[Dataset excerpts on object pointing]
- - - - -

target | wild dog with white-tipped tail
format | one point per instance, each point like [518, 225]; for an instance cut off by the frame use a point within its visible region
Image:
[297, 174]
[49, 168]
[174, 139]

- - - - -

◆ **EXERCISE DESCRIPTION**
Rewrite the data above with every "instance" swapped for "object", and leave everything else unchanged.

◆ **THE REPLY**
target | wild dog with white-tipped tail
format | one point per object, each point like [518, 225]; for an object cut off by the frame use a point within its visible region
Image:
[297, 174]
[49, 168]
[174, 139]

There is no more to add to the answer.